**Text provided:**
I feels to me that it is search for answer in the wrong place. If your problem is overthinking, you are not trying to find ethical theory that justifies less thinking, you cure overthinking with development of skills under the general label "cognitive awareness". At some level, you can just stop thinking harmful thoughts.
Generally, statement "solutions of complex problems are easy to verify" is false. Your problem can be EXPTIME-complete, but not in NP, especially if NP=P, because EXPTIME-complete problems are strictly not in P.
And even if some problem is NP-problem, we often don't know verification algorithm.
I have a kinda symmetric feeling about "practical" research. "Okay, you have found that one-layer transformer without MLP approximates skip-trigram statistics, how it generalizes to the question 'does GPT-6 want to kill us all?"?
(I understand this feeling is not rational, it just shows my general inclination towards "theoretical" work)
I think the rule is "you maximize your bank account, not the addition to it". I.e. your value of deals depends on how many you already have.
I want to say "yes, but this is different", but not in the sense "I acknowledge existence of your evidence, but ignore it".
My intuition tells me that we don't "induce" taskiness in the modern systems, it just happens because we build them not general enough. It probably won't hold when we start buliding models of capable agents in natural environment.

**What to do:**
a - Summarize the comments in two sentences.
b - Quote the part of the comments that starts at the words "I feels to me" and ends after "strictly not in P.".

**Data provided:**
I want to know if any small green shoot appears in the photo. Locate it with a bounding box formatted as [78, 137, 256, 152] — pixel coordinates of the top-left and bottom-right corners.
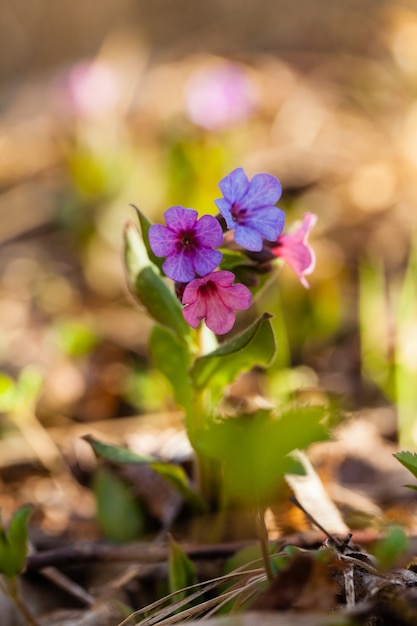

**Answers for the tasks:**
a - The comments argue that overthinking is cured by developing skills of cognitive awareness rather than by seeking an ethical theory that justifies less thinking, and that the statement that solutions of complex problems are easy to verify is generally false. They also question how a finding about a one-layer transformer generalizes to whether GPT-6 wants to kill us all, give the rule that you maximize your bank account rather than the addition to it, and suggest that taskiness in modern systems happens because they are not built general enough.

b -
I feels to me that it is search for answer in the wrong place. If your problem is overthinking, you are not trying to find ethical theory that justifies less thinking, you cure overthinking with development of skills under the general label "cognitive awareness". At some level, you can just stop thinking harmful thoughts.
Generally, statement "solutions of complex problems are easy to verify" is false. Your problem can be EXPTIME-complete, but not in NP, especially if NP=P, because EXPTIME-complete problems are strictly not in P.